Problem statement ▸ Would you give the entries again word for word, with no pictures in the copy?

[[ Records shown open ]]

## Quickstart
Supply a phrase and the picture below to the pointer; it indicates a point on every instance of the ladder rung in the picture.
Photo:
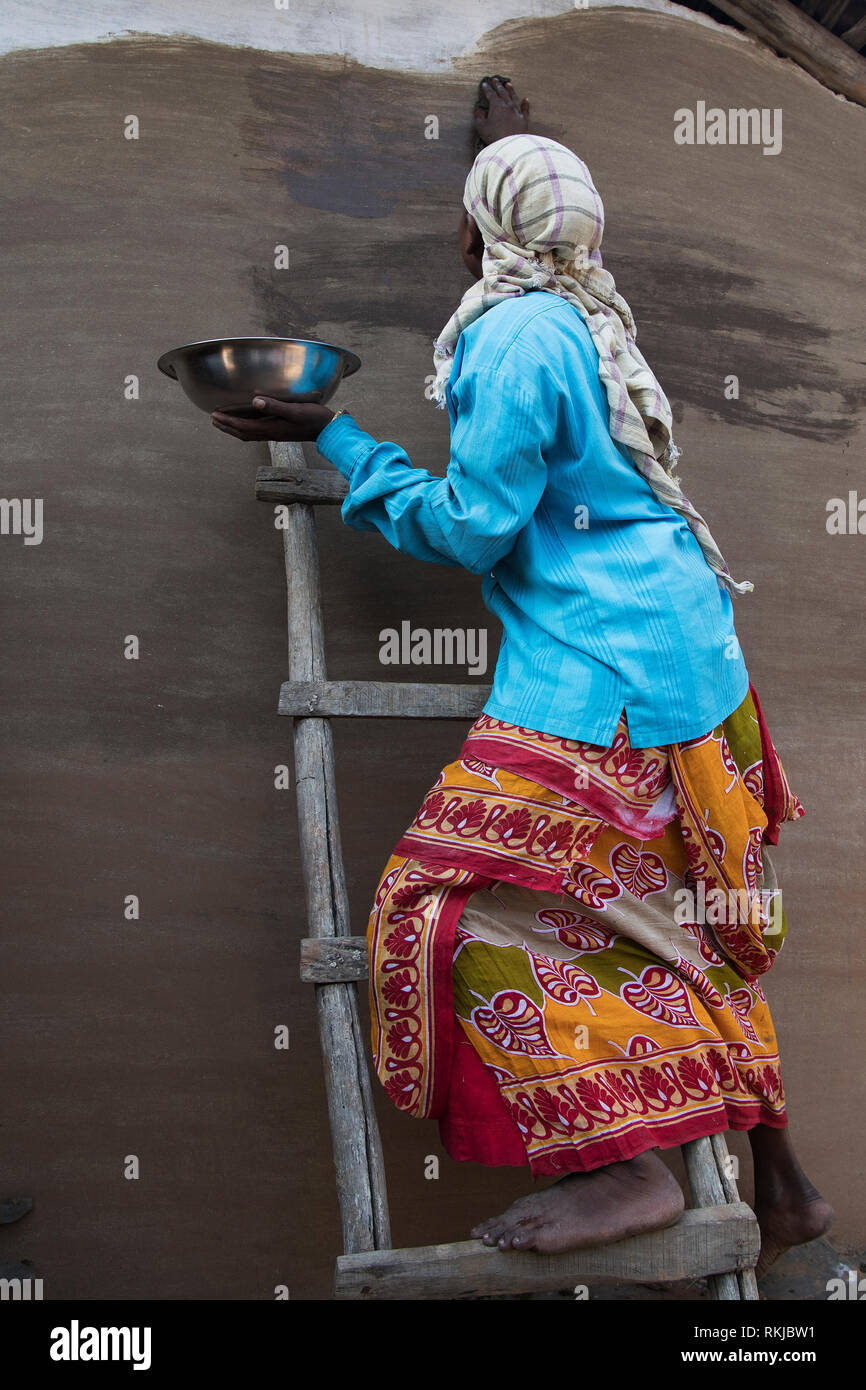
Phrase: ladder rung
(711, 1240)
(385, 699)
(334, 959)
(277, 484)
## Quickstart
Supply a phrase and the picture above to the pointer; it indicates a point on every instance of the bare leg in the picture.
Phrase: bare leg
(590, 1208)
(788, 1208)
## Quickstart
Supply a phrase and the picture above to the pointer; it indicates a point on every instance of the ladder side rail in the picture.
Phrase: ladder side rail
(357, 1151)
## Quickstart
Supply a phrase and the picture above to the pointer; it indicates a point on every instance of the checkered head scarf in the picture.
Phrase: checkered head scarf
(542, 221)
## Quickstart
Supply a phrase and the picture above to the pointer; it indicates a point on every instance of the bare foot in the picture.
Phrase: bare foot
(590, 1208)
(790, 1212)
(788, 1207)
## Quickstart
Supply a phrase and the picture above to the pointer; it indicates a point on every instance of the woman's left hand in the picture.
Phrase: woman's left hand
(280, 420)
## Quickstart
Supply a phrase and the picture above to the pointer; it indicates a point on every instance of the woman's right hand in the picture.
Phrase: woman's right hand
(506, 114)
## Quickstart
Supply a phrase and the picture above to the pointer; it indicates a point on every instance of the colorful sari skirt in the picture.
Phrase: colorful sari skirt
(566, 945)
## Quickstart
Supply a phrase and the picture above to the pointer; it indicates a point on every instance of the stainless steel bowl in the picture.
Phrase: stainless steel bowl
(225, 373)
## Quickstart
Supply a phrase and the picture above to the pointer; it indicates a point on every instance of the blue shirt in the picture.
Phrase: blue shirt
(603, 594)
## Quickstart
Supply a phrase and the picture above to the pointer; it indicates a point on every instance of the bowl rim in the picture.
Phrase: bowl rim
(352, 360)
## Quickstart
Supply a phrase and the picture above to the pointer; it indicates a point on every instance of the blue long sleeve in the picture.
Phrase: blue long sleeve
(605, 599)
(495, 476)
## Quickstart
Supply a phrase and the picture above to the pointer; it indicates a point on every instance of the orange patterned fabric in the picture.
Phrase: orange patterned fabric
(612, 1009)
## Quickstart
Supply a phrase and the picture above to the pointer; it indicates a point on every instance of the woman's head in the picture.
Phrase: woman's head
(531, 195)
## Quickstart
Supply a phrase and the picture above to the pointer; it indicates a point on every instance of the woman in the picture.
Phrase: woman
(567, 943)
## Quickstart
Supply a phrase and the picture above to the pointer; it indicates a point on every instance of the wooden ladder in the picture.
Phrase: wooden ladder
(716, 1239)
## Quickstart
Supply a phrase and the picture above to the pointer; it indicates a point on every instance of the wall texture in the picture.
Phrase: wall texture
(156, 777)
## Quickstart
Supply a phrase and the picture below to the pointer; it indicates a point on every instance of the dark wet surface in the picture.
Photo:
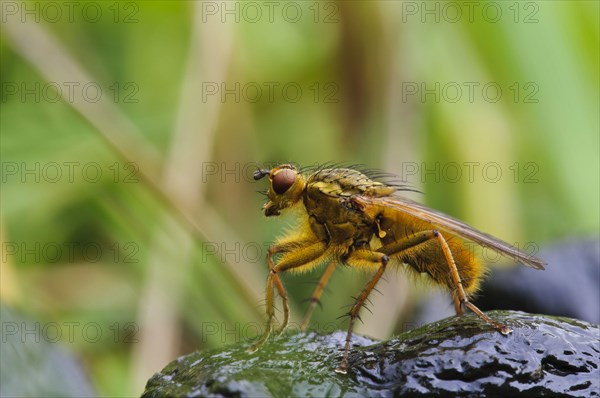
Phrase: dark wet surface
(544, 356)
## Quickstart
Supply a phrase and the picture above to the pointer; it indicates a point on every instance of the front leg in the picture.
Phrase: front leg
(301, 255)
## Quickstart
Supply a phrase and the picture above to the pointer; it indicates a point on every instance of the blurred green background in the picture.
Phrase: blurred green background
(130, 131)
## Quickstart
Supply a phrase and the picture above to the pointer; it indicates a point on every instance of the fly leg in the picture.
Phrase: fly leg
(361, 258)
(460, 297)
(314, 299)
(295, 257)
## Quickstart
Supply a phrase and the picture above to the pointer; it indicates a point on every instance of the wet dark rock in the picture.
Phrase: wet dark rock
(568, 286)
(545, 356)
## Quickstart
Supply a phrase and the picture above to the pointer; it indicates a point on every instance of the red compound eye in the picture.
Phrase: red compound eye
(283, 180)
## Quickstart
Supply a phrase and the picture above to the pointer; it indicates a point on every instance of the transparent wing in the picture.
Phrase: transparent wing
(449, 224)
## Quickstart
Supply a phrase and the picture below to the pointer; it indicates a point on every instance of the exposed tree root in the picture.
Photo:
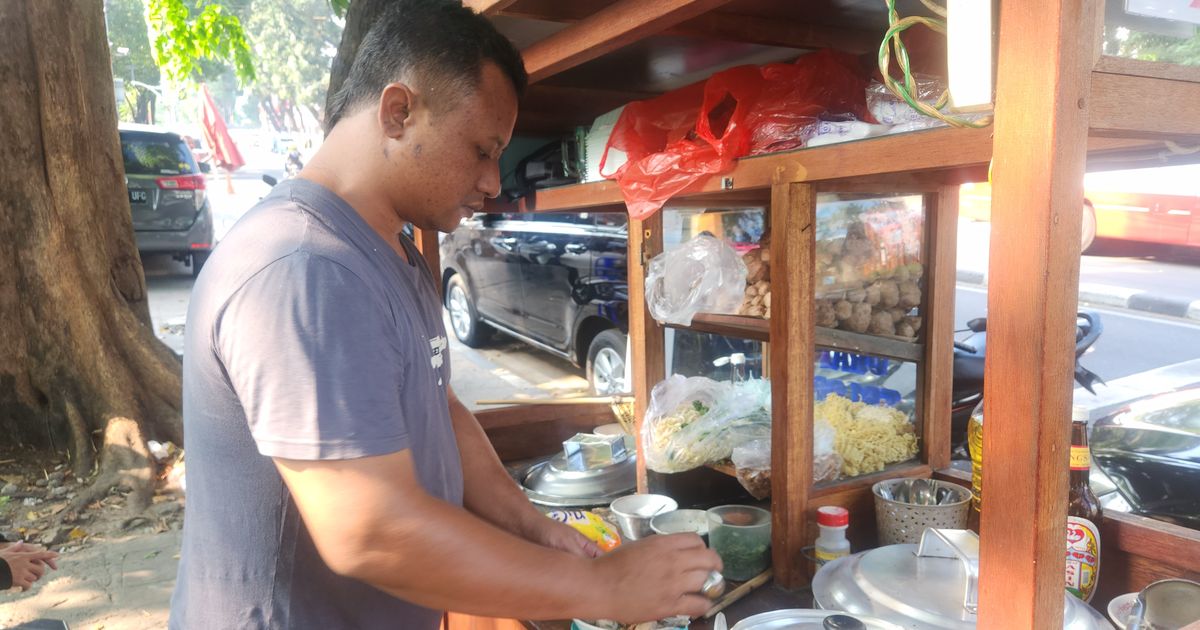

[[ Records shown closed ]]

Exercise solution ▸
## Quickstart
Supply a phrase and the picture below to the pointer; it indicates a point on every instance of the ladder rung in the picture.
Photo:
Phrase: ladder rung
(711, 1240)
(385, 699)
(334, 959)
(277, 484)
## Quickstart
Supply a phrase and the picture above to the pointer; it indicates a point on every instance of the bare leg in the picture.
Phrase: bare leg
(590, 1208)
(788, 1208)
## Quickstart
Supply a phrase and the picture above to the pointer; it indicates a point on every instance of the ladder side rail in the picture.
Phrase: ladder side rail
(357, 1151)
## Quickstart
Supply a phrase and the picture above to the pointer; it indicates a point on every instance of the checkered head scarf in the picture.
Phrase: checkered head scarf
(542, 221)
## Quickstart
Supply a phrase and the picture above to the pointer; it indicates a point on every instance of the bare foot in the picture.
Phrase: bare foot
(590, 1208)
(790, 1212)
(788, 1207)
## Quickstart
Supply a phrase and the picture above to the pointer; it indicates a point on every instance of the woman's left hand in the picture.
Phrase: woman's left hand
(280, 420)
## Quickstart
Supply a phrase and the picture above to the pointer; it indicates a point on every instance of the woman's right hand in the picture.
Phrase: woman's right hand
(506, 114)
## Quickstart
Supply a phrase and the picture above to the pointer; it indicates a point on every instance of the colorful sari skirt in the picture.
Phrase: colorful sari skirt
(566, 945)
## Quickstart
Supply a phrase and the picture above to the pointer; it indicates a point on every instance of the stainless steel bowl in the picture.
Phrase: stainless steel bowl
(225, 373)
## Quickstart
Supply a phrase and the picture above to the pointer; it indicates a point on every instance of the blue shirt in the picture.
Phrase: blue shirt
(603, 594)
## Quickstart
Supply a phrase and the picture above to the pointer; it indicates a point on every instance of the bowl rim in the picture.
Phrase: bowl rim
(352, 360)
## Quickstart
Supply a phrase and the picture above to the pointer; it indicates a point on every instance of the blue long sleeve in the picture.
Phrase: blue long sleeve
(605, 599)
(495, 476)
## Quickstart
Supply a phrase and the picture above to the pointer; it indicates a point on every instance of the orange patterned fabric in the picture.
Phrase: orange patterned fabric
(612, 1009)
## Quickstart
Supply a phrase and the picture above to the pointer; it indicates a point on every instance of the woman's head in the picture.
Phrase: woman's head
(531, 195)
## Quickstart
Supply a phrase and the picture above to the pointer; it indicates a point on every instance of the woman in the picture.
Phrase: woman
(567, 943)
## Quickstart
Supply a phrase and the picture above to the pointer; it indicates a point on every instance of the wooden ladder in the picture.
Phrase: wooden ladder
(716, 1239)
## Quickstart
Supply a phrase and the picture above to the pointer; it indicates a point on every instance of the wall texture in the picture.
Phrase: wall texture
(156, 777)
## Quickstart
Supply a phrase and the picture below to the pointer; it indicates a point on every instance of the dark wet surface in the picture.
Photo:
Phrase: dark wet surface
(544, 356)
## Quickstart
Supply a phrase and the picture above to the pointer; it indicates a point on every instance of the front leg in the picture.
Phrase: front leg
(301, 255)
## Quickstart
Supply a phrase and the picture above to the pointer; it indicates a point on every instance of the blurred green background in the picture.
Phrase: blurred green background
(130, 131)
## Quickstart
Supply a phrase and the picture above to the pointer; it indicates a point on every instance of the fly leg in the picture.
Phrase: fly leg
(361, 258)
(460, 297)
(314, 299)
(295, 257)
## Quickstart
Supply a phrase and the picture above to the pointer; it indicates a point on every instance of the wet dark rock in the picture.
Phrase: wet dark rock
(568, 286)
(545, 356)
## Quickstart
Supply a phrase and the picture above to the pointer; it indicates a point on every instance of the red compound eye in the picture.
Phrase: red compound eye
(283, 180)
## Quickstart
Supply a phrase and the picture above to the pointer; it indicates a point on every instance of the transparent wing in the picture.
Phrase: transparent wing
(449, 224)
## Quickstart
Supply a phrase and the picture below to the pointer; it indicates a point on every instance of the exposed tree root in the picture.
Photo:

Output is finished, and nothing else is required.